→ INFORMATION GIVEN:
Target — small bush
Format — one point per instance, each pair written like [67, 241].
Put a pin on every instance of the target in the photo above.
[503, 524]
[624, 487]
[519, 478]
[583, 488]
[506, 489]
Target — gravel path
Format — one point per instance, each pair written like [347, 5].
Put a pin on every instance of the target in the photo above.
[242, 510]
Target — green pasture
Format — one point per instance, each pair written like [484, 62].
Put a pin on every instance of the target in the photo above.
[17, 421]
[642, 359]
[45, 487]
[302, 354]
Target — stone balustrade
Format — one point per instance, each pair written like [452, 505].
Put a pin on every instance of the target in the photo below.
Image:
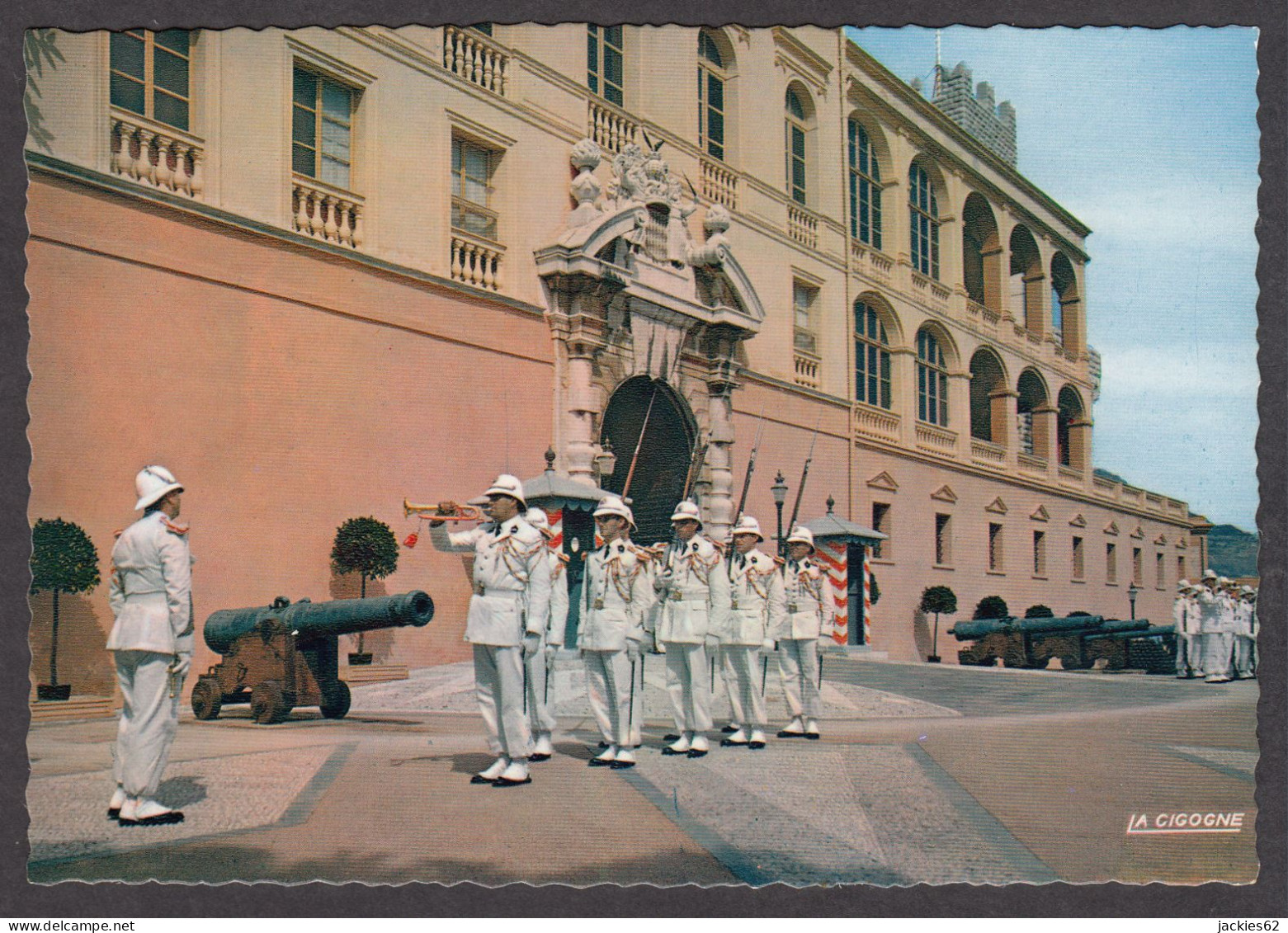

→ WHAT YOU NEED TO DO:
Rewrite all of the entries above, changing every "Put a pin on" to "Place a marker on" and leaving everything else the same. Omit the pictures from your version.

→ RESPONSE:
Target — small bush
Format — one point per instance, each pair written like [67, 241].
Place a marker on every instance of the target in the photo above.
[503, 524]
[624, 487]
[519, 478]
[583, 488]
[506, 489]
Target — gravel path
Format — one point per instance, each pair written like [347, 5].
Place a marker on every instance of the target in the photo above.
[242, 510]
Target — green pasture
Format — one point per instance, each pair written like [484, 62].
Place a marker on every instance of the target in the photo above.
[17, 421]
[642, 359]
[45, 487]
[302, 354]
Target — stone balustrade
Format — one point per instance, each pair written like [452, 505].
Place a marker on every instance of the target in the photo below.
Image:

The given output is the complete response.